Turn every line of the items below into a Markdown table with the columns "Row" and "Line", numbering the rows and leaving out blank lines. Omit the pictures from the table.

Collection entries =>
★ ★ ★ ★ ★
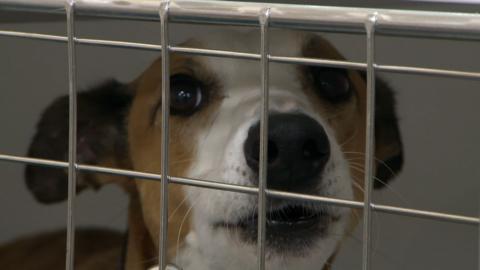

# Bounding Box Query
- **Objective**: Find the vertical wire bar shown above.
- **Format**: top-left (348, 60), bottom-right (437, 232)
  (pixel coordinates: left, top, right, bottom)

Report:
top-left (65, 0), bottom-right (77, 270)
top-left (257, 8), bottom-right (270, 270)
top-left (362, 14), bottom-right (377, 270)
top-left (158, 0), bottom-right (170, 270)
★ ★ ★ ★ ★
Task solution =>
| Row | Line |
|---|---|
| 1 | # Bounding Box Query |
| 2 | - **Objective**: Find the vertical wire bar shown above. |
| 3 | - **Format**: top-left (348, 60), bottom-right (437, 232) |
| 4 |   (pixel coordinates: left, top, right, bottom) |
| 5 | Report: |
| 6 | top-left (65, 0), bottom-right (77, 270) |
| 7 | top-left (257, 8), bottom-right (270, 270) |
| 8 | top-left (362, 14), bottom-right (377, 270) |
| 9 | top-left (158, 0), bottom-right (170, 270) |